Stored items from a collection
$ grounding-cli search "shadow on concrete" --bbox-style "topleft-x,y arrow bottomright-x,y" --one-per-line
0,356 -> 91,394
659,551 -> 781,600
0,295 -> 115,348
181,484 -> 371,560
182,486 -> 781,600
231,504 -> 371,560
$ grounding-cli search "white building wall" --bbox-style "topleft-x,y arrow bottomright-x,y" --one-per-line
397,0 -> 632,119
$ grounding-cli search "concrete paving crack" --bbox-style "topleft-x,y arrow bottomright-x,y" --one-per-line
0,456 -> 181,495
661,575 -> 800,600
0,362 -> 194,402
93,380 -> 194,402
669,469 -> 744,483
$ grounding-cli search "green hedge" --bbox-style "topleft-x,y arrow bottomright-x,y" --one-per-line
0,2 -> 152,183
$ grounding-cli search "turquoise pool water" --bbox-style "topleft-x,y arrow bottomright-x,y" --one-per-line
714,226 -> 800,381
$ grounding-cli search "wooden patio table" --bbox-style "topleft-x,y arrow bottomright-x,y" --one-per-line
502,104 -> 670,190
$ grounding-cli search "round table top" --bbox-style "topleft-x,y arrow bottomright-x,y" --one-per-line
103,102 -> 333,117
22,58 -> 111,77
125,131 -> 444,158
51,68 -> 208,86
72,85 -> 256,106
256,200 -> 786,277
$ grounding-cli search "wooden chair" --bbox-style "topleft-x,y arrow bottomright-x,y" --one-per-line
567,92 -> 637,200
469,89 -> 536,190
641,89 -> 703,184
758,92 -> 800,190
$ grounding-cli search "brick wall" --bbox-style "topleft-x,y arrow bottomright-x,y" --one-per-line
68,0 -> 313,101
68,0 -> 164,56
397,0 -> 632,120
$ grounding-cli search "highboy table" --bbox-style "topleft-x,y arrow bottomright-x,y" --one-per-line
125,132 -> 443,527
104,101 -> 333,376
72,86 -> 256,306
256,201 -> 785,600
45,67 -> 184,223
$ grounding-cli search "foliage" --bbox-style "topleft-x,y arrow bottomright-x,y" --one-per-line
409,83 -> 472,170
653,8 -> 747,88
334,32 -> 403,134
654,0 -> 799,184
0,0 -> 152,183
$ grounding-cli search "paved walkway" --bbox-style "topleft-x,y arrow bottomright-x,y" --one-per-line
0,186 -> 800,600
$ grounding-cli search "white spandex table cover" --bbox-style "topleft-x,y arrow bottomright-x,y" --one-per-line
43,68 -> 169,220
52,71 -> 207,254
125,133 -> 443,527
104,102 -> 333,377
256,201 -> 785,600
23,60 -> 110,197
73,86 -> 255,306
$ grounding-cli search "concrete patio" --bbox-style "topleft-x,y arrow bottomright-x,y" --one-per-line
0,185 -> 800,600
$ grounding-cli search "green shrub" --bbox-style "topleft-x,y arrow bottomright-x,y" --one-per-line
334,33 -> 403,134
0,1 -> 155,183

▶ **Task**: Count how many lines of the records above contain the word "wall". Reply with the number alone.

▶ **Exercise response**: 2